● Exercise requirements
Rewrite the rows below as a numbered list, skipping any blank lines and leaving the picture out of your answer.

● Stored rows

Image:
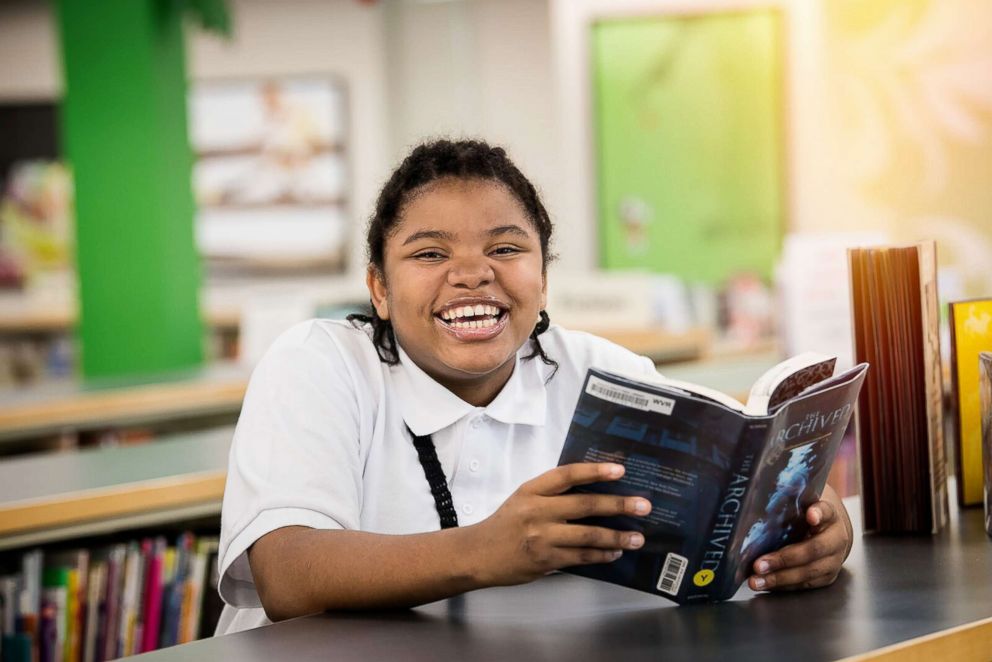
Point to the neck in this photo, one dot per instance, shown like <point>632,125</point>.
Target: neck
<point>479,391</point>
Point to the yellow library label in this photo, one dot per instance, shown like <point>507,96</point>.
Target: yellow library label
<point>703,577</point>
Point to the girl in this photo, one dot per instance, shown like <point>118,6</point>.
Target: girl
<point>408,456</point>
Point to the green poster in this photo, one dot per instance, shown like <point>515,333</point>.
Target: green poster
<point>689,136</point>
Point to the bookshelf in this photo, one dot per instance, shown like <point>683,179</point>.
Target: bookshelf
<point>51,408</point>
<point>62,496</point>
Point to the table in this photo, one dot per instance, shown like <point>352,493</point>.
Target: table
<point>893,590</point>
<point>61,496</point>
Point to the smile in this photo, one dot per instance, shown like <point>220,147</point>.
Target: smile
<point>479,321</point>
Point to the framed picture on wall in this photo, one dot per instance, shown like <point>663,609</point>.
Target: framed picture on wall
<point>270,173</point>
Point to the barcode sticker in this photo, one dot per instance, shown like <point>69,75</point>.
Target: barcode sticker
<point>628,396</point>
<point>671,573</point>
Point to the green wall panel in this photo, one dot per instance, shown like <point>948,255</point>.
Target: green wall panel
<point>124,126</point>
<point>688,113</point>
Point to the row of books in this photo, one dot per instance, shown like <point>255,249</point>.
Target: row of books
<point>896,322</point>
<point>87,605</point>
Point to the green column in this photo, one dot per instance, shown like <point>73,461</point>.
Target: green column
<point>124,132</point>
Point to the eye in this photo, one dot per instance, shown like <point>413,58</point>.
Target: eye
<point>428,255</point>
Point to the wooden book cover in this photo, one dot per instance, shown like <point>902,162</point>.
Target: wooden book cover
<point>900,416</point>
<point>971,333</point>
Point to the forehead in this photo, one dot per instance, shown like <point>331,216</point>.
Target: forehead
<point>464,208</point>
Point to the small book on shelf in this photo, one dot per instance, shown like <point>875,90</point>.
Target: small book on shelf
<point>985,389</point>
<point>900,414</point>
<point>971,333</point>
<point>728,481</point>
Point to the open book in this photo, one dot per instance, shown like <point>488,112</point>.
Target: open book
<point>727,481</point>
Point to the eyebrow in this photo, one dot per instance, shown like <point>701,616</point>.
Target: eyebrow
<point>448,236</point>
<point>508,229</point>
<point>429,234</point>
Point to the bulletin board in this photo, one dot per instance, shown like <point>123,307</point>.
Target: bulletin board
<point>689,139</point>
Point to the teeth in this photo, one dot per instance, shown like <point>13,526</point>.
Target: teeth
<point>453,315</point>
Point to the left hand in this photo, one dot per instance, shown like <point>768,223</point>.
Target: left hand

● Written answer
1. Image:
2. Point to the neck in this photo, one dot per instance, shown like <point>632,125</point>.
3. Target: neck
4. <point>479,391</point>
5. Point to the yellow library label in this photo, one dot per instance, shown like <point>507,96</point>.
6. Target: yellow library label
7. <point>703,577</point>
8. Point to the girl in this photo, one dot per instance, shown like <point>118,6</point>.
9. Target: girl
10. <point>408,456</point>
11. Point to the green poster in this photo, one dot per instance, shown like <point>515,333</point>.
12. Target: green poster
13. <point>689,136</point>
14. Point to the bookshelf in this photo, one dot per instance, shown like <point>683,179</point>.
15. Target: bookshelf
16. <point>51,408</point>
17. <point>62,496</point>
18. Point to the table in this photo, one dot per instance, shown like <point>352,493</point>.
19. Target: table
20. <point>893,590</point>
21. <point>61,496</point>
22. Point to the smile in this photo, one dot per instance, shown like <point>220,147</point>.
23. Target: smile
24. <point>479,321</point>
25. Point to the framed picture on wall in this photo, one dot per instance, shown like <point>663,609</point>.
26. Target: framed picture on wall
27. <point>270,173</point>
28. Point to the barcode sticker in this photo, one dot per instance, shown like <point>69,75</point>.
29. Target: barcode sticker
30. <point>628,396</point>
31. <point>671,573</point>
32. Point to the green wall panel in this photo, one dot per instance, shown like <point>948,255</point>.
33. Target: green wall panel
34. <point>124,126</point>
35. <point>688,113</point>
36. Point to the row of books in this photo, one dot per instance, shown like <point>255,249</point>.
37. Target: row of books
38. <point>896,322</point>
39. <point>87,605</point>
40. Point to the green column in this photo, one dot per instance, shown like <point>73,461</point>.
41. Target: green column
42. <point>124,132</point>
43. Point to the eye in this photo, one dot per instance, shown like <point>413,58</point>.
44. Target: eye
45. <point>428,255</point>
46. Point to the wooden book cover in this photo, one dot per instance, shown like <point>902,162</point>.
47. Target: wooden book cover
48. <point>900,416</point>
49. <point>971,333</point>
50. Point to the forehead in this photo, one dot per instance, shown like <point>331,216</point>.
51. Target: forehead
52. <point>464,208</point>
53. Point to the small book on shelf in this photo, one dot per instance, shown like <point>875,90</point>.
54. Target: small book on shelf
55. <point>985,389</point>
56. <point>900,414</point>
57. <point>971,333</point>
58. <point>728,481</point>
59. Point to the open book in this photo, one dot per instance, shown like <point>488,112</point>.
60. Target: open book
61. <point>727,481</point>
62. Point to the eyebrow in this photo, one dot per instance, shown like <point>701,616</point>.
63. Target: eyebrow
64. <point>448,236</point>
65. <point>508,229</point>
66. <point>429,234</point>
67. Point to the bulletin board in this photo, one dot per instance, shown like <point>123,307</point>.
68. Target: bulletin board
69. <point>689,139</point>
70. Point to the teeth in this photo, one dot per instance, shown like <point>13,526</point>.
71. Target: teeth
72. <point>453,315</point>
73. Point to the left hand in this photo, one dot per instance, shown like <point>768,223</point>.
74. Target: left hand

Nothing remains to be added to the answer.